#### YOUR TASK:
Repeat the lines beginning at the one with "Labeling batch C. For the image above, tag the red flag" and running to the end of the material, keeping the first and last of them, exactly as they appear.

═══

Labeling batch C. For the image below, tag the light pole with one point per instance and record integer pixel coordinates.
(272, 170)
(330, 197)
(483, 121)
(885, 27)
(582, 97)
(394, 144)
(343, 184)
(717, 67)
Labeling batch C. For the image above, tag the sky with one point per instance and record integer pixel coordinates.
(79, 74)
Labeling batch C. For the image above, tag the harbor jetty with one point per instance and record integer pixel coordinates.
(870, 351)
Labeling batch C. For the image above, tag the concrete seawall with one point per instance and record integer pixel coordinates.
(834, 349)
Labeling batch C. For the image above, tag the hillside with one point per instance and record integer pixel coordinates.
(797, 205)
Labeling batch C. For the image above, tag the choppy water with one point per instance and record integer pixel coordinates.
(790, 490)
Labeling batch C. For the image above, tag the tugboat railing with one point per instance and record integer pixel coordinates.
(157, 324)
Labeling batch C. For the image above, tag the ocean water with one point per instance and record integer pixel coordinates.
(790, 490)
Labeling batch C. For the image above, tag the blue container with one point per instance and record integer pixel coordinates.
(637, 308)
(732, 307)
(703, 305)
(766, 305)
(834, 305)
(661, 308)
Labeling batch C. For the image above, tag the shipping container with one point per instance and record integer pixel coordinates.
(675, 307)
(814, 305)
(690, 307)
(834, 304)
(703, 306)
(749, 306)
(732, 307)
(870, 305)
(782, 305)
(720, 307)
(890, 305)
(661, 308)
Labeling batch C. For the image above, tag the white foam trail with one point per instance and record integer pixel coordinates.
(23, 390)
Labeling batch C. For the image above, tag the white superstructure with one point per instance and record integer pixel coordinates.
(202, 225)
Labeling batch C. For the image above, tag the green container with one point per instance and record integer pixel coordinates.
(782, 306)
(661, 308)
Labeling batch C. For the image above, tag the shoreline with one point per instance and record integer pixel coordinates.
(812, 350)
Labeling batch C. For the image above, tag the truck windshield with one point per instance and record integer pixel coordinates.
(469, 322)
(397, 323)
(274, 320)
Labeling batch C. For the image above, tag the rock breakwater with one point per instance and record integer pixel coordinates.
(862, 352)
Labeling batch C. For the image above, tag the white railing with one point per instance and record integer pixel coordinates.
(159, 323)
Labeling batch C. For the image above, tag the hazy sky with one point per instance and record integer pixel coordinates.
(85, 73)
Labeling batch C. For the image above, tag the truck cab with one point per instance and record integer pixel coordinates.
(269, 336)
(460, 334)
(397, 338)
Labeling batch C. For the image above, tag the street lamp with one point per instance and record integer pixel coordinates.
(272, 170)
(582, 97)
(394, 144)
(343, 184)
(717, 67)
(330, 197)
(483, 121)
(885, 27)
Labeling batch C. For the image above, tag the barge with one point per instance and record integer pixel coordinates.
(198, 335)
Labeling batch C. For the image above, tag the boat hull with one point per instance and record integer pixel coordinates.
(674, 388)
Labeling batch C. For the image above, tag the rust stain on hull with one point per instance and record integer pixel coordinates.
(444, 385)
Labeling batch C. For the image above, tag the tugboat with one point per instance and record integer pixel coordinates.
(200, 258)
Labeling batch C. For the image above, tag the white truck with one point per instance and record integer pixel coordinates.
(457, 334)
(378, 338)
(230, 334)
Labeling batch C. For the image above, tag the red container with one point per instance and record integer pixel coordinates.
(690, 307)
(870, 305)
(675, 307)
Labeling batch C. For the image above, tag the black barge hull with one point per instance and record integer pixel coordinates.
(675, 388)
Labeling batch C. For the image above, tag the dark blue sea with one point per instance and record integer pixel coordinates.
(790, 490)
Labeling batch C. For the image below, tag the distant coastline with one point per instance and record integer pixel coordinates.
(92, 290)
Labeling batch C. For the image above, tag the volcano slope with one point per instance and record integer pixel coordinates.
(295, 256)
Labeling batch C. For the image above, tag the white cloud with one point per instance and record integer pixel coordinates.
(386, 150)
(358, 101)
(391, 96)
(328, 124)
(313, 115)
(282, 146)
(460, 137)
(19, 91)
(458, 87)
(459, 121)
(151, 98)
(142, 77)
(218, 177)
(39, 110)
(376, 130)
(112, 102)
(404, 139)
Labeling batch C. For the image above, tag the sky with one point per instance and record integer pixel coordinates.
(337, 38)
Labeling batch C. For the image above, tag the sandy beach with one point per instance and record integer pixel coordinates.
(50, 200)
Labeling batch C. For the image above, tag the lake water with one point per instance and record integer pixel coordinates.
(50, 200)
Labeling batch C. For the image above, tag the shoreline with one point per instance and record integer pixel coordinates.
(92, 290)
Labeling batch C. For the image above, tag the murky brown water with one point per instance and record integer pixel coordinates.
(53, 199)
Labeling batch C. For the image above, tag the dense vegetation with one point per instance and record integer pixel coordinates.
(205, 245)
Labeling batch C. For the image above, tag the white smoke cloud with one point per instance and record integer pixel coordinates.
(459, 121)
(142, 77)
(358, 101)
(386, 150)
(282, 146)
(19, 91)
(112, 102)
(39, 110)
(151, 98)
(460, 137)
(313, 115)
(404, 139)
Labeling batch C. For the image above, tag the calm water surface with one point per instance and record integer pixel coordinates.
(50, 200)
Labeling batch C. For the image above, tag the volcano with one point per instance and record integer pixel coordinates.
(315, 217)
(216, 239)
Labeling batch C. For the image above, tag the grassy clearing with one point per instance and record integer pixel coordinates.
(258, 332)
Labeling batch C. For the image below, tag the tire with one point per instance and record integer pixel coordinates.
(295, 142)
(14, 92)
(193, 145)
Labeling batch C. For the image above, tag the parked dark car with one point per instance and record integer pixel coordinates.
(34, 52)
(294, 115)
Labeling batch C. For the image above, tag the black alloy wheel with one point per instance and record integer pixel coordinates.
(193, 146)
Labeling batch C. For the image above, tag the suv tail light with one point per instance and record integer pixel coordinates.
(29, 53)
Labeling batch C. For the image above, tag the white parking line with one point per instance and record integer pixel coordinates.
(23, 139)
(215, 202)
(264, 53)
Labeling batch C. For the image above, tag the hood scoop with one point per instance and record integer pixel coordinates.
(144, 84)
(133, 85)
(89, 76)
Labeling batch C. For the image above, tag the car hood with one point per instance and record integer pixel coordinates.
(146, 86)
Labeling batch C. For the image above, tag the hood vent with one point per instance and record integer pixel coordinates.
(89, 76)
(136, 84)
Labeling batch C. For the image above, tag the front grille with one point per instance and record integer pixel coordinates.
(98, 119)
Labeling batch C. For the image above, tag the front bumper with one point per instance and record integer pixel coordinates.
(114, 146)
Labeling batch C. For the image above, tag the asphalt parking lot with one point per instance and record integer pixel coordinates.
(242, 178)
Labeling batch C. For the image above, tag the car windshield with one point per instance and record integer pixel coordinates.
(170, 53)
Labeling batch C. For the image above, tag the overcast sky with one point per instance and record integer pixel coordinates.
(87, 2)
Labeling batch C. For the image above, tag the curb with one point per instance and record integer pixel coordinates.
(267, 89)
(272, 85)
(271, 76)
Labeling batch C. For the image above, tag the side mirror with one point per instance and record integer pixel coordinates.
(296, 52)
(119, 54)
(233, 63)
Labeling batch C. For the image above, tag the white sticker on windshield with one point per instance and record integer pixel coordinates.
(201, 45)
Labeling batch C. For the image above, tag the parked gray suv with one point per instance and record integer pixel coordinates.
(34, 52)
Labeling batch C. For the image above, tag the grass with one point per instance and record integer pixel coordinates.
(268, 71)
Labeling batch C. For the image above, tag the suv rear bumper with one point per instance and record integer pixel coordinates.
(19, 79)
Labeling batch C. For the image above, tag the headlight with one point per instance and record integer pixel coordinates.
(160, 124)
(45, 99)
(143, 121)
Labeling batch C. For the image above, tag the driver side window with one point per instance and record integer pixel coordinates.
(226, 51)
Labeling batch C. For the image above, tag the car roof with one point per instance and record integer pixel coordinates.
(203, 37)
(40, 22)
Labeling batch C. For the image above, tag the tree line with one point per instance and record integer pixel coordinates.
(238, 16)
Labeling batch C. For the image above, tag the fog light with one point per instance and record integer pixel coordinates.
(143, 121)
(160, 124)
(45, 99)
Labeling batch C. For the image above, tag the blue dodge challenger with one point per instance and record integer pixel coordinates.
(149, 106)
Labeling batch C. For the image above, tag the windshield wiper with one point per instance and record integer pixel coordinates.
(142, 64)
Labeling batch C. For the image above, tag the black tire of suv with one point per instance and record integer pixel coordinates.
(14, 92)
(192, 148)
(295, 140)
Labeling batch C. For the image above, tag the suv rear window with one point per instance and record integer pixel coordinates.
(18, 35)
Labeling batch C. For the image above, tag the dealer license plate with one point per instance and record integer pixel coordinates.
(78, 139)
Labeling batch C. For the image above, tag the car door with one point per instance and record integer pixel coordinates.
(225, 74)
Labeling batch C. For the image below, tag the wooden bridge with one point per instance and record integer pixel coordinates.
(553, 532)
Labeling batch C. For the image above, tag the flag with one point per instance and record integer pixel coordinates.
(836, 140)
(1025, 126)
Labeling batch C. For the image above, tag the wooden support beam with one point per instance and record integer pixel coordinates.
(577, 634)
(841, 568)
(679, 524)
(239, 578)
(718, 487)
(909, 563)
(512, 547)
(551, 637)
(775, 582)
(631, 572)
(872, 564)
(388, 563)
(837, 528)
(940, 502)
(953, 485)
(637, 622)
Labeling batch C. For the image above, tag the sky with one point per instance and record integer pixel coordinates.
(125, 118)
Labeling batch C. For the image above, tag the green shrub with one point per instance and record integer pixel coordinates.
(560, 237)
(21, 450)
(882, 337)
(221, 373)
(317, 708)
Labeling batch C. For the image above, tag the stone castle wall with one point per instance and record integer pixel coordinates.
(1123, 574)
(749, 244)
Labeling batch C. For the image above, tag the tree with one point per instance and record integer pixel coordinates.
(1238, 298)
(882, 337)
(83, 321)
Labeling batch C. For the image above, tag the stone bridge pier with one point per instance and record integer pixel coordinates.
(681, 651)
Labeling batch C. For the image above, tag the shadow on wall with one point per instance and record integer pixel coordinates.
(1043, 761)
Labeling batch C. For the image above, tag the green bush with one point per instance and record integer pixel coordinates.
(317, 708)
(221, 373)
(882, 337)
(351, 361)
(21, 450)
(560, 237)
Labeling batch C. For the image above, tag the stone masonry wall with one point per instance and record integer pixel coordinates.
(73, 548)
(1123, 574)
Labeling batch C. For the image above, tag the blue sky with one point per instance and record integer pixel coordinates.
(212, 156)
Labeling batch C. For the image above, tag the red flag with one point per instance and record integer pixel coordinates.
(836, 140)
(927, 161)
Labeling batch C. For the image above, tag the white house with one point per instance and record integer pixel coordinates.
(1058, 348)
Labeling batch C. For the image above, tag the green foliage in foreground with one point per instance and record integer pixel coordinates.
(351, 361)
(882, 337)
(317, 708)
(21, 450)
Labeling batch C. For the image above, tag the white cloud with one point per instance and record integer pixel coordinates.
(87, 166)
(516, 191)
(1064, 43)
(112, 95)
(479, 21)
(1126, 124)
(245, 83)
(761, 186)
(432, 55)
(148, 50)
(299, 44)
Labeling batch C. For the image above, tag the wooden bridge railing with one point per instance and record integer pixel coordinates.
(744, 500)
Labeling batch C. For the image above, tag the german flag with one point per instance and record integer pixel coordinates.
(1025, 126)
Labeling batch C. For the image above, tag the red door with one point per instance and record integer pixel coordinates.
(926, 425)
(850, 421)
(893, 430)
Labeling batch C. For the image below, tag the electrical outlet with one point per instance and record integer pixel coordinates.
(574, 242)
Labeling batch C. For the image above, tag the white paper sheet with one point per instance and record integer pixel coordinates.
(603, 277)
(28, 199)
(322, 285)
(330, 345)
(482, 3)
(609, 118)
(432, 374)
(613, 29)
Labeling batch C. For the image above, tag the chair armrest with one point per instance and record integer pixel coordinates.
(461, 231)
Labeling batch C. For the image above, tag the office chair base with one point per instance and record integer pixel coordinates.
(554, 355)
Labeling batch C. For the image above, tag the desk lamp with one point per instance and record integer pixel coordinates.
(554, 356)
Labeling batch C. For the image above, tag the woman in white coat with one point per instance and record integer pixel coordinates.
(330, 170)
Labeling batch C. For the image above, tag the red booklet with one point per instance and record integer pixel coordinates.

═══

#### PROBLEM SOLUTION:
Labeling batch C. For the image above, tag the red flag with one point per instance and record integer pixel coordinates.
(836, 140)
(927, 161)
Labeling batch C. For the image above, tag the white house with one point per instance and record integer pixel coordinates.
(1058, 348)
Labeling batch C. For the image above, tag the green foliage in foreground with one point per instance and record integer pixel coordinates.
(351, 361)
(882, 337)
(317, 708)
(21, 450)
Labeling batch C. For the image above, tag the white cloud with one point per instance and record integer pixel coordinates.
(87, 166)
(516, 191)
(1064, 43)
(112, 95)
(479, 21)
(1126, 124)
(245, 83)
(761, 186)
(432, 55)
(148, 50)
(299, 44)
Labeling batch C. For the image above, tag the wooden bridge railing with one point per instance and record integer pixel coordinates.
(744, 500)
Labeling batch C. For the image above, tag the german flag with one point per instance and record integer pixel coordinates.
(1025, 126)
Labeling batch C. For the image above, tag the red door with one point per instance and record integer pixel coordinates.
(926, 425)
(850, 421)
(893, 430)
Labeling batch C. For the image below, tag the electrical outlet with one point per instance and record integer pixel coordinates.
(574, 242)
Labeling batch C. For the image above, tag the white paper sheet with one point per instance and record integer pixel coordinates.
(603, 277)
(28, 199)
(322, 285)
(330, 345)
(482, 3)
(609, 118)
(432, 374)
(613, 29)
Labeling batch C. For the image above, tag the chair armrest with one point per instance and record integer pixel coordinates.
(461, 231)
Labeling batch C. For the image above, tag the office chair base with one point per instance and record integer pixel coordinates.
(554, 355)
Labeling batch C. For the image above, tag the desk lamp with one point per instance and record integer pixel coordinates.
(554, 356)
Labeling batch C. For the image above, tag the woman in white coat with one point per instance and record integer pixel coordinates.
(330, 170)
Labeling batch C. For the image above, tag the red booklet with one point per instance and record integer pixel coordinates.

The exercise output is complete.